In your copy, leave out the pictures; write out all the data exactly.

[Source data]
____________________
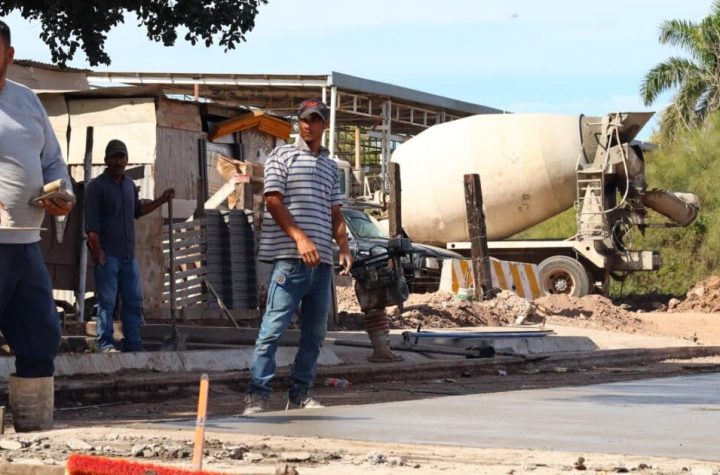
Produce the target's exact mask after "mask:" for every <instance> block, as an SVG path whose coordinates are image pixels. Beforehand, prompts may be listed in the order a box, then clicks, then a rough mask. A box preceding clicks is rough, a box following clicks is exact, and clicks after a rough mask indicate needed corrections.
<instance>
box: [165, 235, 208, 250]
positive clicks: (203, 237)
mask: <svg viewBox="0 0 720 475" xmlns="http://www.w3.org/2000/svg"><path fill="white" fill-rule="evenodd" d="M200 244H205V238H204V237H194V238H190V239H184V240H183V241H182V242H176V243H175V247H174V248H173V249H179V248H181V247H190V246H191V245H200ZM169 248H170V243H169V242H168V241H163V250H164V249H169Z"/></svg>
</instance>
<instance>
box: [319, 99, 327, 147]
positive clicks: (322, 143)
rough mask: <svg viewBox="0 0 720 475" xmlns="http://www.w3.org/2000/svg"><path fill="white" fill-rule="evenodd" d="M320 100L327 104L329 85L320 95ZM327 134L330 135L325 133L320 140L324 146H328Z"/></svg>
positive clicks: (326, 146) (322, 144)
mask: <svg viewBox="0 0 720 475" xmlns="http://www.w3.org/2000/svg"><path fill="white" fill-rule="evenodd" d="M320 100H322V101H323V104H327V87H323V89H322V93H321V96H320ZM327 136H328V134H323V136H322V138H321V140H320V143H321V144H322V146H323V147H327Z"/></svg>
____________________
Output for this task:
Produce the target's exact mask after "mask:" for every <instance> block, as an SVG path whose coordinates are image pixels. Beforehand, prompts may be listed in the order a box, then clicks, then a rough mask. A box preceding clicks is rough, a box following clicks is exact, and clicks after a rough mask indicate needed corrections.
<instance>
box: [165, 235, 208, 250]
positive clicks: (203, 237)
mask: <svg viewBox="0 0 720 475" xmlns="http://www.w3.org/2000/svg"><path fill="white" fill-rule="evenodd" d="M200 244H205V238H204V237H194V238H190V239H184V240H183V241H182V242H176V243H175V247H174V248H173V249H179V248H181V247H190V246H191V245H200ZM169 248H170V243H169V242H168V241H163V250H164V249H169Z"/></svg>
</instance>
<instance>
box: [319, 99, 327, 147]
positive clicks: (322, 143)
rough mask: <svg viewBox="0 0 720 475" xmlns="http://www.w3.org/2000/svg"><path fill="white" fill-rule="evenodd" d="M320 100L327 104L329 85L320 95ZM327 134L330 135L325 133L320 140L324 146H328Z"/></svg>
positive clicks: (326, 146) (322, 144)
mask: <svg viewBox="0 0 720 475" xmlns="http://www.w3.org/2000/svg"><path fill="white" fill-rule="evenodd" d="M320 100H322V101H323V104H327V87H323V89H322V93H321V96H320ZM327 136H328V134H323V136H322V138H321V140H320V143H321V144H322V146H323V147H327Z"/></svg>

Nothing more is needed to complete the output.